:: Source extract ::
Not exactly the reaction Mr Rowe was looking for.

He had suggested that Mrs M&S was a female around the age of 50, who shopped with the retailer about 18 times a year. Meanwhile, Debenhams have also unveiled their research on their core customer profile. ‘Claire’, who is 41, is interested in fashion and likes to break up her frequent shops with a coffee or glass of fizz. Like Mrs M&S, it is hoped targeting ‘Claire’ will lead to a turnaround at the flagging retailer.

Both retailers are missing something crucial: Mrs M&S and Mrs Debenhams are not only reductive and inaccurate representations, they are alienating for customers shopping at those stores. Major brands like these have complex and ever-changing audiences that consume that brand in a range of ways. Each specific audience segment needs to be acknowledged and addressed. One size fits all does not work for customer understanding anymore than it does for a tailored dress.

Read more: M&S needed a roar from Rowe, but all it got was a whisper

Mrs M&S is a confused approach to strategy that uses outdated approaches to customer insight. No longer can we rely on simple demographic profiles that look at your age and address. Gone too are days when looking at a customer’s purchase history can tell you enough about how they need to be interacted with.

In an age of personalisation, predictive technology and real-time updates, it’s all about looking forward and understanding customers’ (and potential customers’) aspirations, as well as their current needs.

:: Information supplied ::
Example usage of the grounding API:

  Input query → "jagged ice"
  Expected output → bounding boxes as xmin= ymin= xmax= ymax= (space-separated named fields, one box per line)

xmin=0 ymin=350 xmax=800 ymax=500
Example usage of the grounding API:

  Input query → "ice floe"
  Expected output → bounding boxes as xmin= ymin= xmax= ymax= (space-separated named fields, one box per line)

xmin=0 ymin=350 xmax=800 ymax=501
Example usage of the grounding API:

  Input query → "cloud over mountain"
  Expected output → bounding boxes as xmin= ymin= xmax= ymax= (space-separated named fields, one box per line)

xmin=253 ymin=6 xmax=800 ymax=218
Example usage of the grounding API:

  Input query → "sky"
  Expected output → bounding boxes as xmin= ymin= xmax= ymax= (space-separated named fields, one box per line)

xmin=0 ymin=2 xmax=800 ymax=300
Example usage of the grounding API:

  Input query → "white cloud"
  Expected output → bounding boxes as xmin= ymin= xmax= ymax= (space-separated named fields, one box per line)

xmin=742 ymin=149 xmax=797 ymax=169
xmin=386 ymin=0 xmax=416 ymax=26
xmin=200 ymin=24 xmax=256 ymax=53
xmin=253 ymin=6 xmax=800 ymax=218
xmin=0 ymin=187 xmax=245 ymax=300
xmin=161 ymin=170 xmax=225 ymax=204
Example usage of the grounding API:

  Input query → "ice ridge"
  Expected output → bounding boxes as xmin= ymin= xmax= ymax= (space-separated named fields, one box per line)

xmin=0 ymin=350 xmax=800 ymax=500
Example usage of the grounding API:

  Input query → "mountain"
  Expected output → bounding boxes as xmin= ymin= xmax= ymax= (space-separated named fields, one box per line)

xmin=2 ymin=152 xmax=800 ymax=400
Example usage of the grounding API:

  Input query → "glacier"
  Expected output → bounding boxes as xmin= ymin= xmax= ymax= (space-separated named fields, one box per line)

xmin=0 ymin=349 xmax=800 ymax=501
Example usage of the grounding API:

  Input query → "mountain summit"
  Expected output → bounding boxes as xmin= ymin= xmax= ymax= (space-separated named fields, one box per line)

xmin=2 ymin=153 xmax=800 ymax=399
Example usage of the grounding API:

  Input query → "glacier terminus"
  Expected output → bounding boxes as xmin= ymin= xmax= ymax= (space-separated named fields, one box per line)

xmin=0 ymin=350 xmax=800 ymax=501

:: Problem details ::
In the excerpt on retail customer profiles, what does Debenhams' "Claire" like to break up her frequent shops with?

:: Output for this exercise ::
A coffee or a glass of fizz.